» **EXERCISE SET**:
1: Answer these questions from the forum thread, each in a few words:
(a) How much is Amanda's total investment in cryptocurrencies?
(b) To what level did the trend-following algorithm limit the maximum drawdown?
(c) How many weeks did Amanda wait for the portfolio to mean-revert?
2: Summarize the forum thread in two sentences.
3: Rewrite the paragraph of the forum thread that begins "1. I'm using the same ETF triplet" as a short bulleted list that keeps its main facts.

» **SOURCE DOCUMENT**:
======

Per,

Thanks for you post. I suppose that large excursions from equilibrium are a risk with mean-reversion strategies. (The underlying statistics are not strictly a normal distribution, and so "fat tails" imply that large excursions occur more frequently than one might expect.)

In reply to your points:

1. I'm using the same ETF triplet for my trading because it has a high Johansen score (>> 99%), a modest half-life for mean-reversion, and the three ETFs are very liquid (which is also very important!). I can imagine that trading multiple portfolios (or perhaps larger portfolios of more than three ETFs) would likely reduce risk, but it would also increase transaction costs. My funds are limited (< $100,000), so I haven't pursued that option.

2. As to arbitrage between an ETF and its components, I would imagine that there would be only limited arbitrage opportunities (because the ETFs track their components pretty closely) which would limit profits, as you suggest. However, I would certainly expect high cointegration. It's just the small excursions from equilibrium that would limit profitability.

3. Combining strategies is probably a good idea. I hear that that's what the large quant hedge funds do. They have multiple quants pursuing different strategies, and when one strategy is not working, others are. I actually have a trend-following algorithm that I've been using with cryptocurrencies over the past seven months, so I suppose I am "combining strategies" -- even though my total investment in cryptocurrencies is small ($5,000). Unfortunately, the cryptocurrencies had an horrendous sell-off last year. Nevertheless, my algo limited my maximum drawdown to around 20% by mostly keeping me out of the market. I'm hoping that the period of relative stability in the cryptocurrencies in the past few months is a prelude to stronger prices. I'm actually starting to make a small amount of money in the cryptos.

I agree with your comments about Chan. I'm grateful that he's illuminated the basic concepts and strategies. His book inspired me to study how to best implement the Kalman filter when trading a cointegrated portfolio, which I decided to share with others. If you have difficulty implementing the Kalman filter strategy, let me know. I can help with explanations, but I won't post my Kalman filter code on a public forum. I put too much effort into that to just give it away. I'm sure you understand.

Amanda

Hi Per. I got an email today notifying me of your post to this discussion. I've been trading this algorithm during this entire time, as well as having a lot of email exchanges with Jonathan Kinlay regarding how to implement both the Johansen code and the Kalman filter in a manner similar to Chan. The algorithm was working well for me until about 2 months ago when one of the components of my triplet started rising in price in a way that appears to violate the cointegration. The result was that I waited 9 weeks for mean reversion. The portfolio finally mean-reverted, but by that time I had taken a significant hit on my profits. As a result my total trading profit over this time is much smaller than it was before this event -- around 10% or so over the past 9 months.

======

» **DATA**:
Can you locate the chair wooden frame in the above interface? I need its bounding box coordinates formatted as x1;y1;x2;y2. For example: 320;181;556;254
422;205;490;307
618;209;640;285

======

» **COMPLETE ANSWERS**:
1:
(a) $5,000
(b) Around 20%
(c) 9 weeks

2: Replying to Per, Amanda explains that she trades one very liquid ETF triplet with a high Johansen score, expects only limited arbitrage profits between an ETF and its components, and also runs a trend-following algorithm on cryptocurrencies. In a later post, she reports that about two months earlier one component of her triplet seemed to violate the cointegration, so she waited 9 weeks for mean reversion, and her total trading profit fell to around 10% over the past 9 months.

3:
- Amanda trades the same ETF triplet because it has a Johansen score well above 99%, a modest half-life for mean reversion, and three very liquid ETFs.
- Trading multiple portfolios, or larger portfolios of more than three ETFs, would likely reduce risk but raise transaction costs.
- With funds under $100,000, she has not pursued that option.